▶ Estratto del documento:
════════════════════

Mentre la sua amministrazione sposta l’orizzonte a settembre, il presidente lancia messaggi arbitrari: «Potrei pure anticipare rispetto al 9 luglio, o imporre il 25%». I leader europei hanno già digerito tassa fissa e deregulation. Von der Leyen prende pure a picconate il Wto
Prima che la Cina potesse definire i contorni e i limiti della vicenda, Donald Trump aveva – come al solito – già annunciato che «abbiamo firmato ieri, no?». E mentre il segretario al Commercio Usa, Howard Lutnick, aggiungeva a corollario che «altri accordi arriveranno presto», quello al Tesoro, Scott Bessent, sfumava l’orizzonte verso settembre: «Entro il Labor Day». L’unica cosa certa delle scadenze imposte da Donald Trump è che sono totalmente arbitrarie: così come ha fatto saltare le fantomatiche due settimane di varco sull’Iran, attaccando prima, allo stesso modo questo venerdì il presidente stesso ha detto che «posso posticipare o anticipare».

════════════════════

▶ Istruzioni:
(1) Nell'articolo sulle scadenze di Trump, chi è il segretario al Commercio degli Stati Uniti?
(2) Prosegui l'articolo sulle scadenze di Trump a partire dall'ultima frase riportata.

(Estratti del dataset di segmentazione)
════════════════════

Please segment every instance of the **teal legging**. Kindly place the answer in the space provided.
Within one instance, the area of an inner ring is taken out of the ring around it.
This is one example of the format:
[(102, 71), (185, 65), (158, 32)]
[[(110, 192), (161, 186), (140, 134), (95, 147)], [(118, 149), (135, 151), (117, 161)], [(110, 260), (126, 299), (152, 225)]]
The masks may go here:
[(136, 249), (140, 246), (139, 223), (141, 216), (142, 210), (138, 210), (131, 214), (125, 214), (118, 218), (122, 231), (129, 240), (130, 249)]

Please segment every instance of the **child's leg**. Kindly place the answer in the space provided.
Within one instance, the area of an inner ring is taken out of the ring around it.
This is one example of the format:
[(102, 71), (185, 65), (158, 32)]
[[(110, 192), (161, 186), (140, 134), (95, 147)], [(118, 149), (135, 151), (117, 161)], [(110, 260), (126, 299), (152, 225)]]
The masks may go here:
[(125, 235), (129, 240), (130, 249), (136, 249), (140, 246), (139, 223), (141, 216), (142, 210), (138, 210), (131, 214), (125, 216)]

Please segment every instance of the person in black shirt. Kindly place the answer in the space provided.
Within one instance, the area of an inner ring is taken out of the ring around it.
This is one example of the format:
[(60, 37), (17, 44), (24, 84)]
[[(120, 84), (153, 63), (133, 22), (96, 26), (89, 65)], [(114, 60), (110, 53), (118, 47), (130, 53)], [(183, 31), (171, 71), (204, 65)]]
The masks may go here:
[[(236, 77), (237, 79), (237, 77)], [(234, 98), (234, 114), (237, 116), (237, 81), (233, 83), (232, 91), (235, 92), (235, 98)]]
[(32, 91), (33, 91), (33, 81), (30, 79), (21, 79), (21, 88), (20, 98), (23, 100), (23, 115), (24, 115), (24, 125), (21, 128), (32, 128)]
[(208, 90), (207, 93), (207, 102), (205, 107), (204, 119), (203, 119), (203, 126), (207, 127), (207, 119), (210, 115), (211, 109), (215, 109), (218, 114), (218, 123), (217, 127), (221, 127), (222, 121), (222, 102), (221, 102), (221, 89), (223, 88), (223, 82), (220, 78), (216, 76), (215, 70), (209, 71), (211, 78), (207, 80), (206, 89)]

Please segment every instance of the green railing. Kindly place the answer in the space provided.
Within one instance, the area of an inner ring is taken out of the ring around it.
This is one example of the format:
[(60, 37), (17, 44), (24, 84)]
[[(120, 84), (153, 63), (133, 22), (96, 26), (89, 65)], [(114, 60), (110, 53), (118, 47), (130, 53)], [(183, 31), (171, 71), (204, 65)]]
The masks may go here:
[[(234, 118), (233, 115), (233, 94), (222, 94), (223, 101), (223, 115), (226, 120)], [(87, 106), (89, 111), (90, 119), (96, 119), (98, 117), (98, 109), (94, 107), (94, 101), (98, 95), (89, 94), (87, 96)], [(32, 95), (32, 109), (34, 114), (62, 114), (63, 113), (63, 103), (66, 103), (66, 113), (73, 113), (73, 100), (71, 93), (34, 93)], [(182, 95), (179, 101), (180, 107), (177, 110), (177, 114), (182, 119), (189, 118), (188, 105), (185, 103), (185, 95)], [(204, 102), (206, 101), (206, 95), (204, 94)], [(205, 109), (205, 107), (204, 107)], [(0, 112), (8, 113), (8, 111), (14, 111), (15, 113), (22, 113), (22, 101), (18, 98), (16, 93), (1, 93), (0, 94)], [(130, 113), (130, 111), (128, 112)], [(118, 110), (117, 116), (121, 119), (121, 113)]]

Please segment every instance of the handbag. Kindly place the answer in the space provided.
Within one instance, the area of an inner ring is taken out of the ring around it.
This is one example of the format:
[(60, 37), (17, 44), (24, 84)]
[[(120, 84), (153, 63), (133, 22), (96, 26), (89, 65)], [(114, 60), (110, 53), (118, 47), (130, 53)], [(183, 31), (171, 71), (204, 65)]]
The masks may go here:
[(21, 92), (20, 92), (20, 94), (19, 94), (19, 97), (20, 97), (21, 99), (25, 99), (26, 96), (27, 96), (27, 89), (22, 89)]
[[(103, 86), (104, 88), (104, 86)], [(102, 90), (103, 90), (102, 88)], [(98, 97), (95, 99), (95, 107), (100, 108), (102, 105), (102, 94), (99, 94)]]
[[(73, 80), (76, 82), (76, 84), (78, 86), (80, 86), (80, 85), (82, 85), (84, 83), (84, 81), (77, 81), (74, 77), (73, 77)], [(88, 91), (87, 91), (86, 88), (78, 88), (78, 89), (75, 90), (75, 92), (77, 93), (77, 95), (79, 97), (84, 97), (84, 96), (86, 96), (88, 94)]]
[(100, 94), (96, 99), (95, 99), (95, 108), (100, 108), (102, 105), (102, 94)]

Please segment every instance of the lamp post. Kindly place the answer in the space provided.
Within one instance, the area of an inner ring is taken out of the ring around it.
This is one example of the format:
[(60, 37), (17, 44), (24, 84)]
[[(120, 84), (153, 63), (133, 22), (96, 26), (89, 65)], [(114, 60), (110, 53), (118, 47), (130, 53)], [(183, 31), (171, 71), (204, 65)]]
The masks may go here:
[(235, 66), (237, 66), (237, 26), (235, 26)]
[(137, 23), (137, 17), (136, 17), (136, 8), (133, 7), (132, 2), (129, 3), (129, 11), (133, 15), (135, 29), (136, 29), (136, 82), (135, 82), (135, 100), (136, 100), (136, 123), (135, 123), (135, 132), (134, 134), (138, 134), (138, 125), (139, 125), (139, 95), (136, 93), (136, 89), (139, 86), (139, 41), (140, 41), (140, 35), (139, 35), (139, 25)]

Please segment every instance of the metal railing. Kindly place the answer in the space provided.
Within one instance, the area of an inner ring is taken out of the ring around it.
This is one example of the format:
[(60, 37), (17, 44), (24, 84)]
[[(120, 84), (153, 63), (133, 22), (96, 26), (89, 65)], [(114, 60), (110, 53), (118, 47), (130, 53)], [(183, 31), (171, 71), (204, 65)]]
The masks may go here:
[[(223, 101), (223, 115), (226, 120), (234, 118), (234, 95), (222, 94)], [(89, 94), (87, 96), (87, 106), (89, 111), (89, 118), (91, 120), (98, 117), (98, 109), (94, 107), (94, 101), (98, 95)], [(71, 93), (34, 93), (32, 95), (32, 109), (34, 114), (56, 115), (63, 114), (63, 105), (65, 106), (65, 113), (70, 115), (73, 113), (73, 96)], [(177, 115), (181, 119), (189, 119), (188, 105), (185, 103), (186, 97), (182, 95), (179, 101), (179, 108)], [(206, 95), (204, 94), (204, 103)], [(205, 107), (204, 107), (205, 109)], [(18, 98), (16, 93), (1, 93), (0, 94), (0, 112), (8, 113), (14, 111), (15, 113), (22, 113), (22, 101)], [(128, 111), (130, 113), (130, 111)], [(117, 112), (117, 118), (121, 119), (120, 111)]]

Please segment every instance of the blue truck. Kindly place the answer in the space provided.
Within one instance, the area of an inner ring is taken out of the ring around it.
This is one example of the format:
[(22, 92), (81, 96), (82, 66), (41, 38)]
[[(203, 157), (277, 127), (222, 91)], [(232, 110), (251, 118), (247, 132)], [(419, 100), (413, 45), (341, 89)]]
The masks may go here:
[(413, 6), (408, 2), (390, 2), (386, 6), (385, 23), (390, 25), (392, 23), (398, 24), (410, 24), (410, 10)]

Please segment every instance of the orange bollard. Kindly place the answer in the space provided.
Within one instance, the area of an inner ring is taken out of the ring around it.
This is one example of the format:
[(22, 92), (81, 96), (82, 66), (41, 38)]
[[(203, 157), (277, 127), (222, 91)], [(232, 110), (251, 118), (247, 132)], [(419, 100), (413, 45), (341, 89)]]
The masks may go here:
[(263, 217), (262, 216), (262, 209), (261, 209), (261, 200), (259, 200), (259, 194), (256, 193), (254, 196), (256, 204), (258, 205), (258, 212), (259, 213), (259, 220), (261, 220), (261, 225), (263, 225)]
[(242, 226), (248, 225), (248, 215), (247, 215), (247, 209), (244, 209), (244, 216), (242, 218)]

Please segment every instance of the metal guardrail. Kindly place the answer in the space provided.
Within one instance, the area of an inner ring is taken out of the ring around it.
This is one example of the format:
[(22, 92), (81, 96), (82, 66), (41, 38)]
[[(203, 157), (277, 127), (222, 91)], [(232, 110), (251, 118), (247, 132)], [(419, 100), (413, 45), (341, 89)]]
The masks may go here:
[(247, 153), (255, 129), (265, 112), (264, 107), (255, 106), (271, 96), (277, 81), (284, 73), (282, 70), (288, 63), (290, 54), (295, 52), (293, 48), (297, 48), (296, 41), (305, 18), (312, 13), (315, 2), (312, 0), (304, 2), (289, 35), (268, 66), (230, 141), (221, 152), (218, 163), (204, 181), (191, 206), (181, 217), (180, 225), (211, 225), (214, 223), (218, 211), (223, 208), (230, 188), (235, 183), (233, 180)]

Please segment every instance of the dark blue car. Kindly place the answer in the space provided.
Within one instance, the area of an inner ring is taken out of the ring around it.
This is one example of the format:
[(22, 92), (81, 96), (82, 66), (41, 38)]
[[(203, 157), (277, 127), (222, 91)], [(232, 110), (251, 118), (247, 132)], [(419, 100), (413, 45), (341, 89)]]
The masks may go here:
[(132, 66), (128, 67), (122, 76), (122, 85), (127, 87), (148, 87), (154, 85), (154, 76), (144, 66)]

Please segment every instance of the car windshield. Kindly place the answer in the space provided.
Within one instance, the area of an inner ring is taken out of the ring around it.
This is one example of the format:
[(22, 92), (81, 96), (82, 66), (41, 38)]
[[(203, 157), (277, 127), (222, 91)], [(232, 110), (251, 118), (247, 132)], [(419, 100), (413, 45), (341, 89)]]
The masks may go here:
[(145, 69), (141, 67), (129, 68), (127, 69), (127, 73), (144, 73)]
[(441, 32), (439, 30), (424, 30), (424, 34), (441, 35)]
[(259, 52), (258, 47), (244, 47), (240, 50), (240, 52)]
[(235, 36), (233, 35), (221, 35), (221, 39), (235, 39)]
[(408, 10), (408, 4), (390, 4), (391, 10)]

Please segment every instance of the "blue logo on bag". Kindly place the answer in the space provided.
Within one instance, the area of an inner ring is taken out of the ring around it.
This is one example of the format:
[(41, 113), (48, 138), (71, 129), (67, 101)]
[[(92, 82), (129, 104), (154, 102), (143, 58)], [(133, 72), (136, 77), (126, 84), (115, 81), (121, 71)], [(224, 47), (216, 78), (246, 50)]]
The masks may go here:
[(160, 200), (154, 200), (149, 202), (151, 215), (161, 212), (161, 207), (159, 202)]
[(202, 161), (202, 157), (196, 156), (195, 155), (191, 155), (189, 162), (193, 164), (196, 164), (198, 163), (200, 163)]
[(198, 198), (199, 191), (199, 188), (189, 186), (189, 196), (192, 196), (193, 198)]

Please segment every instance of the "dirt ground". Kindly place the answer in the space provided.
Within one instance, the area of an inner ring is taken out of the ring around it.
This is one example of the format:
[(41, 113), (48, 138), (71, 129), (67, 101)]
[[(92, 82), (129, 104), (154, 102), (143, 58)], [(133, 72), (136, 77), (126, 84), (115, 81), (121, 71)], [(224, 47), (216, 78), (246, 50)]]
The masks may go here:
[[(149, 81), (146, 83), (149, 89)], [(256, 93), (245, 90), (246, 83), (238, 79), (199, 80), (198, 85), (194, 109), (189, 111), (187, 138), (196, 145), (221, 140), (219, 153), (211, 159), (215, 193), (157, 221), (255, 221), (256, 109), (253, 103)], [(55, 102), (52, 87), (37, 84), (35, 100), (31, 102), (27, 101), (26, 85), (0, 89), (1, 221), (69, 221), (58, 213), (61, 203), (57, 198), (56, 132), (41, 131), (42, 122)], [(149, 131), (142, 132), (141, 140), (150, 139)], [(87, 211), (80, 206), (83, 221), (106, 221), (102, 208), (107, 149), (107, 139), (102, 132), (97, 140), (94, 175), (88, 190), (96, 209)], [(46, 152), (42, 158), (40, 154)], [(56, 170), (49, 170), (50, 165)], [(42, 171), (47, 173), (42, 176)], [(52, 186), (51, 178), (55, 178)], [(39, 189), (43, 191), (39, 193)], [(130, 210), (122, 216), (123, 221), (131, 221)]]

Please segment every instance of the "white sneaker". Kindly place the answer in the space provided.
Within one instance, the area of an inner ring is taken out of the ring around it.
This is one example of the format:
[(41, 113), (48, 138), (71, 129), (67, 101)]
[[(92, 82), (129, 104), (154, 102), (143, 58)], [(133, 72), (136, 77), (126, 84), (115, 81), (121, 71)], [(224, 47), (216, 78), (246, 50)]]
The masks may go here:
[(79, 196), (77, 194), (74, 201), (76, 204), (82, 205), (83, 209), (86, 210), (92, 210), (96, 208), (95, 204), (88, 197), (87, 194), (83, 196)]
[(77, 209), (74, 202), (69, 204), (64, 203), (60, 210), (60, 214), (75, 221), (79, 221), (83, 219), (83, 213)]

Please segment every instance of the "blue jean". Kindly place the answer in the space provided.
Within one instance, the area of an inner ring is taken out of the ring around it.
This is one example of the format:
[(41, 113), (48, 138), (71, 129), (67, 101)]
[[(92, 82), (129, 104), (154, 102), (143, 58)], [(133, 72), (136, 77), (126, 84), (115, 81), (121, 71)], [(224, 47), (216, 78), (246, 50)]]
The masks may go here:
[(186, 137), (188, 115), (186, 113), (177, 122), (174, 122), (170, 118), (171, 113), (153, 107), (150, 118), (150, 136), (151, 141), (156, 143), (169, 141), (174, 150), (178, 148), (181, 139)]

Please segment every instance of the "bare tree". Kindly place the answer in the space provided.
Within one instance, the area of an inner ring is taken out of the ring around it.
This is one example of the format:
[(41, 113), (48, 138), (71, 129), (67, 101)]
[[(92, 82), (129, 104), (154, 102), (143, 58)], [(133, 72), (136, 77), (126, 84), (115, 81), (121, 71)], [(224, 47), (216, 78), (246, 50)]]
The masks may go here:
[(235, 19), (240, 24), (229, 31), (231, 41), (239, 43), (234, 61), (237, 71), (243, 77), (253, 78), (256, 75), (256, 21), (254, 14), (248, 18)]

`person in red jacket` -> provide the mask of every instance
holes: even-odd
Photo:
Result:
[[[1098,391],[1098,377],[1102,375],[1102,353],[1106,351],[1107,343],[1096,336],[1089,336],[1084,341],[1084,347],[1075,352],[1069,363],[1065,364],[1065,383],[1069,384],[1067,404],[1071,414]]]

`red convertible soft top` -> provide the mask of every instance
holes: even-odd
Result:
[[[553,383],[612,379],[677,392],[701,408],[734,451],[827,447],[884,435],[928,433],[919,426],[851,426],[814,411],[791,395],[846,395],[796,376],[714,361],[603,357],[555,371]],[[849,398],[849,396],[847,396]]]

════════════════════

▶ Risposte:
(1) Howard Lutnick.

(2)
Vaso di coccio già di suo, perché esposta alle divergenze interne, l’Ue in vista del 9 luglio – la scadenza, forse – affronta la variabile Trump con trepidazione. Dopo che, nella tarda serata di giovedì, in Consiglio, i leader hanno affrontato con Ursula von der Leyen l’ennesima controproposta arrivata da Washington, il giorno seguente il commissario al Commercio si è raccordato con l’amministrazione Trump (con Greer) per telefono: «Apprezzo l’impegno costruttivo».
I bollettini internazionali hanno preso a dare un accordo praticamente per fatto in tempi brevi. Nei corridoi del Consiglio, fonti della Commissione hanno chiarito già giovedì pomeriggio quale potrebbe essere lo schema: una stretta di mano, almeno di principio, entro il 9 luglio, senza escludere che i lavori proseguano in dettaglio sui vari capitoli.
Dietro questo apparente ciel sereno – la ritrovata sintonia di Washington con Pechino sulle terre rare, le allusioni dell’amministrazione Trump a una flessibilità sulle scadenze per gli accordi commerciali – si celano foschie.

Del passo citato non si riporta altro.